**Problem statement**
Express the rows as a JSON list of strings, one string per line with blank lines left out. Begin at the first line of the rows and stop after the line that has "x=118, y=239", including both.

********

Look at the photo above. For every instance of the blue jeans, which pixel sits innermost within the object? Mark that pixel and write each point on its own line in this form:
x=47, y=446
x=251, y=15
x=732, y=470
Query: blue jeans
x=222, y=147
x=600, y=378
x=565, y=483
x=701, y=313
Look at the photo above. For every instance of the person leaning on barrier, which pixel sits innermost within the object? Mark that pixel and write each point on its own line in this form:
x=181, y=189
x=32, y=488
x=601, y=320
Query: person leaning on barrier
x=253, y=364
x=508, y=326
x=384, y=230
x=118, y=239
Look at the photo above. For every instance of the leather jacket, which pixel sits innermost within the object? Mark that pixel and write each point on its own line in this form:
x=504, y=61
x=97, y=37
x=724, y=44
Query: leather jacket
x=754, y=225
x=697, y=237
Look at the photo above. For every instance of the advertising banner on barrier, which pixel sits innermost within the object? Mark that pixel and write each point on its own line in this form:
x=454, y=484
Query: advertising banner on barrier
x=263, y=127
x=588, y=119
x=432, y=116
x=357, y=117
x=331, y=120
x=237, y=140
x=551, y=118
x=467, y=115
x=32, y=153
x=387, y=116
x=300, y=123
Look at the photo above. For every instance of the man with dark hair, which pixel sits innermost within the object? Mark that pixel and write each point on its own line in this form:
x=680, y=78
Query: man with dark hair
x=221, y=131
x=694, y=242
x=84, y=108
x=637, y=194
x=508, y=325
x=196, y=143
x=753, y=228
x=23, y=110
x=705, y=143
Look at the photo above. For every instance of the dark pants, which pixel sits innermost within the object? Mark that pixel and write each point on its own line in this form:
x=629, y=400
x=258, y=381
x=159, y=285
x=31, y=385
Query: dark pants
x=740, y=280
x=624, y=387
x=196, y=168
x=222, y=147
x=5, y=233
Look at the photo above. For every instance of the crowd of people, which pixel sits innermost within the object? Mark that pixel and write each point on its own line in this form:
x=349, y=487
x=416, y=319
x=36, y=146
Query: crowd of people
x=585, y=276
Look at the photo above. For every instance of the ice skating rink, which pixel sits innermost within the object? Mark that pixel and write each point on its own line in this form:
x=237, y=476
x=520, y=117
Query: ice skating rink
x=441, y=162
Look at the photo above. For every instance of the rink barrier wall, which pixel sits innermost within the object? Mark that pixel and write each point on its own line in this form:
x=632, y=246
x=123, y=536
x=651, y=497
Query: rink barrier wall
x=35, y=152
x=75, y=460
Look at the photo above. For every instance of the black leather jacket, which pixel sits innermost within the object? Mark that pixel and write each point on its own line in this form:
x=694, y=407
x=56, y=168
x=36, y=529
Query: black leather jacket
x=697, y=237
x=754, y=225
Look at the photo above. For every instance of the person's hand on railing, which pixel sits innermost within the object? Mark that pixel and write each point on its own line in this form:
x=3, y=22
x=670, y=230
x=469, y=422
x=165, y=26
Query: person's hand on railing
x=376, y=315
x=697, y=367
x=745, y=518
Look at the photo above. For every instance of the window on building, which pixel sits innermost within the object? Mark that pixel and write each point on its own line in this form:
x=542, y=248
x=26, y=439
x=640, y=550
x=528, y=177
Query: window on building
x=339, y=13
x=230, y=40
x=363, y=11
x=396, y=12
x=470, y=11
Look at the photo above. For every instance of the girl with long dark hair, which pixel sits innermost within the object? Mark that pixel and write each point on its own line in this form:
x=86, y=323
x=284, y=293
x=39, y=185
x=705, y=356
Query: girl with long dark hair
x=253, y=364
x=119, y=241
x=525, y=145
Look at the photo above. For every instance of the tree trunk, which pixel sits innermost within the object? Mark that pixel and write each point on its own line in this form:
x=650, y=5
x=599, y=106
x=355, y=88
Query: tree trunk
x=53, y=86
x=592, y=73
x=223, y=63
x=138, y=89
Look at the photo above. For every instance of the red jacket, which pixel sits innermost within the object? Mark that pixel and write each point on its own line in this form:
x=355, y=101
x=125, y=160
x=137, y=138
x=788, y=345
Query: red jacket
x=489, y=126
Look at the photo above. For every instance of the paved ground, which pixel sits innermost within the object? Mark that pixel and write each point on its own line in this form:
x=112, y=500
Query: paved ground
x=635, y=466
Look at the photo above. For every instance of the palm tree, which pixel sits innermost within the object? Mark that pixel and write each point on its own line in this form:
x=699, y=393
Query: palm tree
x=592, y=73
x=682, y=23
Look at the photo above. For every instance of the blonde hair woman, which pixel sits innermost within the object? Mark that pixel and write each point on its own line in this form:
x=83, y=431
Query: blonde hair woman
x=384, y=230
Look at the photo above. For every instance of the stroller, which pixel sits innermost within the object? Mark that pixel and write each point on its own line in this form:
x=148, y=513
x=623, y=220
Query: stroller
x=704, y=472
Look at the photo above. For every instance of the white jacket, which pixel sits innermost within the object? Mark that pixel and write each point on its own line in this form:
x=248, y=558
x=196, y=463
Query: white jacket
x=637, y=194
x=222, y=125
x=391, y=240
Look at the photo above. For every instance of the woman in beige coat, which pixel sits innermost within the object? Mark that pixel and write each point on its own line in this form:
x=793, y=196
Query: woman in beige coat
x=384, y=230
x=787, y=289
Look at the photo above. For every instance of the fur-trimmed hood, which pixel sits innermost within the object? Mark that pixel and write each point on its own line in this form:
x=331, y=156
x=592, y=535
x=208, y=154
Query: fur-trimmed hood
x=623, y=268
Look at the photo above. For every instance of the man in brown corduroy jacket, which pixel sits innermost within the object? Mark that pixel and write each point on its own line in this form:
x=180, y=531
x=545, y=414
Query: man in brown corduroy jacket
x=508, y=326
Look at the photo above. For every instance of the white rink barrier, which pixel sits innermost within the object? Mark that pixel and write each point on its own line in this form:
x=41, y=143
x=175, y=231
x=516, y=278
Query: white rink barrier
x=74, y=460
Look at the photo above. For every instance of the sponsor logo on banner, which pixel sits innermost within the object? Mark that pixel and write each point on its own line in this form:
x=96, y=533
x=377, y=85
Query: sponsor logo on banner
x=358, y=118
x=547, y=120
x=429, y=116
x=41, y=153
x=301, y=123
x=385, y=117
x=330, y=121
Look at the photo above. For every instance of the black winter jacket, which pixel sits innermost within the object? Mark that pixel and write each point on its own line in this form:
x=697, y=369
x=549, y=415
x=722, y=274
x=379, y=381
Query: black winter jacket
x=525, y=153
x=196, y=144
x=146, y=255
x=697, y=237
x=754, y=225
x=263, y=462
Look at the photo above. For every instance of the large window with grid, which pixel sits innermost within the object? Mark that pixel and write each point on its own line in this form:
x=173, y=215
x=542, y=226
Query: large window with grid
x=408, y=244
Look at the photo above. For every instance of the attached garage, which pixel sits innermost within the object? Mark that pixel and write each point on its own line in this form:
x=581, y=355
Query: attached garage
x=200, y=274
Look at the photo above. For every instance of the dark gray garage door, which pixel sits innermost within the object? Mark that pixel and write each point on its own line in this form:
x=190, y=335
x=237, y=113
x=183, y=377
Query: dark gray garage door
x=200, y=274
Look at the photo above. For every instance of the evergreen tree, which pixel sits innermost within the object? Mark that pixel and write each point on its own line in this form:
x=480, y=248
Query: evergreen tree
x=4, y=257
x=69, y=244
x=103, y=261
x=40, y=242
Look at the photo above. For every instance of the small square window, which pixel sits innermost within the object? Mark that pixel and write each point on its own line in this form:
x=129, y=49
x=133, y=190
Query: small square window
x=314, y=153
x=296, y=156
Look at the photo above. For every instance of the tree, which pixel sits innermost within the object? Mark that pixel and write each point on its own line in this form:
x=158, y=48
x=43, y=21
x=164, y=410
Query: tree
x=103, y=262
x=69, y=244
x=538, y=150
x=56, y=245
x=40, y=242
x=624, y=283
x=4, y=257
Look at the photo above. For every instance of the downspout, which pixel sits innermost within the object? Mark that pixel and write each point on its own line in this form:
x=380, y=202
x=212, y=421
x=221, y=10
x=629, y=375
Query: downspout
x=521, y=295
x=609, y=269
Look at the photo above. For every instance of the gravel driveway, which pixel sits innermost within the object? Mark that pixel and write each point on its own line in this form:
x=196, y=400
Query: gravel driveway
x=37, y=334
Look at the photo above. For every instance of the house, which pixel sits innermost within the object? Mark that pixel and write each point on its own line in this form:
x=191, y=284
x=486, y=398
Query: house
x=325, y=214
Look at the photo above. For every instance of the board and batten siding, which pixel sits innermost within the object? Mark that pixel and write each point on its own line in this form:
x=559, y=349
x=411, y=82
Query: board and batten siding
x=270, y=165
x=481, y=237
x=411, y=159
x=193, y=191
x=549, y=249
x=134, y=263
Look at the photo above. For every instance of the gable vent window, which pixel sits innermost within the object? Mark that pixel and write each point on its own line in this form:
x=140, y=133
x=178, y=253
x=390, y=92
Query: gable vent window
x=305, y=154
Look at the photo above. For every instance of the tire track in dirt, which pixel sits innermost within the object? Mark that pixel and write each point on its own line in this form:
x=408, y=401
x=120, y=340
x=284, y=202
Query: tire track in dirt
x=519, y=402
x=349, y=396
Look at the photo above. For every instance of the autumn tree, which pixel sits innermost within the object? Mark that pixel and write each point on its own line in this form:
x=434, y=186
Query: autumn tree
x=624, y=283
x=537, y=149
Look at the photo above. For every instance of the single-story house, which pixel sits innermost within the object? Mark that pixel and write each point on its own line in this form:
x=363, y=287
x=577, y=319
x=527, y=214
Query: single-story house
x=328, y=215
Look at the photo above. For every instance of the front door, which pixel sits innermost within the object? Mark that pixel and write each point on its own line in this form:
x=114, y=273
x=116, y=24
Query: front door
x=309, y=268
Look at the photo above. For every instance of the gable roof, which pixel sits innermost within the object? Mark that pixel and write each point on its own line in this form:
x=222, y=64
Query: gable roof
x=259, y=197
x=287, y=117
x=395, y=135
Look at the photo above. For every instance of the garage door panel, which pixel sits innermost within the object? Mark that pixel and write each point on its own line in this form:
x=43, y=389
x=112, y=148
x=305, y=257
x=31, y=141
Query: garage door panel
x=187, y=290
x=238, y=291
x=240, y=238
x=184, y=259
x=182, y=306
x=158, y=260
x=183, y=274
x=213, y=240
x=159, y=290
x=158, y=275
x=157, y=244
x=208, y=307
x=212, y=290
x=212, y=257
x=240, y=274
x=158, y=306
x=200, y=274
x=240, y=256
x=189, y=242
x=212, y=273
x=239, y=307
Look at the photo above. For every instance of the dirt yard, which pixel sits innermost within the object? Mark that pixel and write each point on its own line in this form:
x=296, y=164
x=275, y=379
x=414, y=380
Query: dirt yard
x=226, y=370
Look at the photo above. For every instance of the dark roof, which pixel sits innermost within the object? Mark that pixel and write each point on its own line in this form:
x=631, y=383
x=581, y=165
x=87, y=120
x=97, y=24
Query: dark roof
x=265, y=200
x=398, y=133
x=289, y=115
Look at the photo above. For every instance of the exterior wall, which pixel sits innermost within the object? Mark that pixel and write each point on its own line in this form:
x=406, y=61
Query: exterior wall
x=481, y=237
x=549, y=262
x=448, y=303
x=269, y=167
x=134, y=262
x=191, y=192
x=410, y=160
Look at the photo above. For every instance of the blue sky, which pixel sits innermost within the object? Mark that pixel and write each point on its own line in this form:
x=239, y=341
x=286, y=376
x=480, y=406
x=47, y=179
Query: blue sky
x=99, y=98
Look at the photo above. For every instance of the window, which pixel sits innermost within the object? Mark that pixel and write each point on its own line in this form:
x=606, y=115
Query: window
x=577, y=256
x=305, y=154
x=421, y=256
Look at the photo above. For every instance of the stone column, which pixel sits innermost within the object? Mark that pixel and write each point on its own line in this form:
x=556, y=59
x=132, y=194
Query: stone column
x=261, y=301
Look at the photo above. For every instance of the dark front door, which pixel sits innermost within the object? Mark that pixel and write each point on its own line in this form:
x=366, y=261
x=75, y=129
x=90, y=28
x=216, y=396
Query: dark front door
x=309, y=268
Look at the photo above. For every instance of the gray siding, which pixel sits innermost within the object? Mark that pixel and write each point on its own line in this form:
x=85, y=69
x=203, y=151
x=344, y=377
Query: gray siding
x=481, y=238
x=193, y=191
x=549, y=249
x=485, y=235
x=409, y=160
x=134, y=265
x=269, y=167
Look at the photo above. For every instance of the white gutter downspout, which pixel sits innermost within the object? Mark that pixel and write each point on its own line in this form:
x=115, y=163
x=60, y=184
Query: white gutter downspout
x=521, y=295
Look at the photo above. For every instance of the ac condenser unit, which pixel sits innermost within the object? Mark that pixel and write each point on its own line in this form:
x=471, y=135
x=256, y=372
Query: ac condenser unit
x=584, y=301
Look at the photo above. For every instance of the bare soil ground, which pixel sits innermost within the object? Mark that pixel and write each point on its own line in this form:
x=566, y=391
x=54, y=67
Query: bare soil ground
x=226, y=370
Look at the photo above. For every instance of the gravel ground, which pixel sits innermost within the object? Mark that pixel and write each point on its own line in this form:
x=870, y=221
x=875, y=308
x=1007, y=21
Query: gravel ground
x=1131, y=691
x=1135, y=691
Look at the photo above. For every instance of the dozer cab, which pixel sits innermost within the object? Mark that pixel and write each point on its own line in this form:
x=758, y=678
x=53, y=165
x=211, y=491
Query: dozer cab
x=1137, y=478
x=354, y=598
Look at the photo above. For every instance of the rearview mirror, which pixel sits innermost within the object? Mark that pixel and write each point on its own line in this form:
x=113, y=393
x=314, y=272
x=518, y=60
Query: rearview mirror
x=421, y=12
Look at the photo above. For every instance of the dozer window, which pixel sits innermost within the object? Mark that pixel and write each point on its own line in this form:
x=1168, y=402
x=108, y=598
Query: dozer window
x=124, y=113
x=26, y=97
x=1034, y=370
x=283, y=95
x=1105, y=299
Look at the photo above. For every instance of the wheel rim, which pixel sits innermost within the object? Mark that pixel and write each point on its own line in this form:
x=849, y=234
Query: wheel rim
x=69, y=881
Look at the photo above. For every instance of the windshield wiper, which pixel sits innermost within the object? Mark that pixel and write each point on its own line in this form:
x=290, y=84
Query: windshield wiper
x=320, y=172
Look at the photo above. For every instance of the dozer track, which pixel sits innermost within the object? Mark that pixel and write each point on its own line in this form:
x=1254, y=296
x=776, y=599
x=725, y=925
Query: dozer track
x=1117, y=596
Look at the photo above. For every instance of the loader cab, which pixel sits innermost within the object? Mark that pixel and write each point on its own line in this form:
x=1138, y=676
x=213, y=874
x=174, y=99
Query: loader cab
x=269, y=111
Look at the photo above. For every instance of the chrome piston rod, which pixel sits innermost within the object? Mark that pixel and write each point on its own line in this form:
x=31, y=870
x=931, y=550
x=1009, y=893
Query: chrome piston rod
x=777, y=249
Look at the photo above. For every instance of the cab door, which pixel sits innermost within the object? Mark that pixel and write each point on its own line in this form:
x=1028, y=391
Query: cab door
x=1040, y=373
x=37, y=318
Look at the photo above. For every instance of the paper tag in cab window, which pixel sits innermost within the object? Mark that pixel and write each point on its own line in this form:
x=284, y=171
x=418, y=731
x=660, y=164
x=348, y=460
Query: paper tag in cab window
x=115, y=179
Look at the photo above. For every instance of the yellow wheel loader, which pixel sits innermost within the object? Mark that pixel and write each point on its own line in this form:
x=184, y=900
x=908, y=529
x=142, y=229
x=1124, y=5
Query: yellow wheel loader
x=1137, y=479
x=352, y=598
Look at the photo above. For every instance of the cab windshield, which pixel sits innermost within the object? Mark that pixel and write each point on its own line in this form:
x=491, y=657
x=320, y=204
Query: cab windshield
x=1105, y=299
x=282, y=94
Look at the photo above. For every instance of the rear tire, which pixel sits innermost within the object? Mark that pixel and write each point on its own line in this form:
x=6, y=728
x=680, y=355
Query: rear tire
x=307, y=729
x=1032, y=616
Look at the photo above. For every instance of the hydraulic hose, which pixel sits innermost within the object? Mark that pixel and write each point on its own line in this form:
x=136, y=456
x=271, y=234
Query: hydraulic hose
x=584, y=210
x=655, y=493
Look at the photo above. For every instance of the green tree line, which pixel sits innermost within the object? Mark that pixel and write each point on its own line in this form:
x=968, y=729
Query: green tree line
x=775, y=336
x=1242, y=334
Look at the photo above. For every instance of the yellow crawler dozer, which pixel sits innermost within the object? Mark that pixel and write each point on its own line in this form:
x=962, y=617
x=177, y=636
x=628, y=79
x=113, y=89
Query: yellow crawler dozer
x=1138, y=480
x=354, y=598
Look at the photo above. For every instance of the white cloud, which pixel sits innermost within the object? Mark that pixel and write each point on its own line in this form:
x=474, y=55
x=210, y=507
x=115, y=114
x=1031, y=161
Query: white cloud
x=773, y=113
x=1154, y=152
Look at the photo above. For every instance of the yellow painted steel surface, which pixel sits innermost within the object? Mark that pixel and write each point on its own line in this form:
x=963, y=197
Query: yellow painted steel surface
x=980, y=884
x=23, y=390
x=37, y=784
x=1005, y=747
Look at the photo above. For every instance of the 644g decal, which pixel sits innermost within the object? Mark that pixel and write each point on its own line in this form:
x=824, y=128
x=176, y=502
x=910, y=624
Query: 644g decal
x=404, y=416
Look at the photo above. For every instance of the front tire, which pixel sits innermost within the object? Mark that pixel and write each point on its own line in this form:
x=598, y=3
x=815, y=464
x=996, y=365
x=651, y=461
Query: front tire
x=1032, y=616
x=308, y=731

********

**Exercise answer**
[
  "Look at the photo above. For every instance of the blue jeans, which pixel sits innermost within the object? Mark that pixel and write each point on its own line in this form:",
  "x=47, y=446",
  "x=251, y=15",
  "x=732, y=470",
  "Query: blue jeans",
  "x=222, y=147",
  "x=600, y=378",
  "x=565, y=483",
  "x=701, y=313",
  "Look at the photo above. For every instance of the person leaning on barrier, which pixel sits innermost within the object? Mark that pixel and write each point on its own line in this form:",
  "x=181, y=189",
  "x=32, y=488",
  "x=601, y=320",
  "Query: person leaning on barrier",
  "x=253, y=364",
  "x=508, y=326",
  "x=384, y=230",
  "x=118, y=239"
]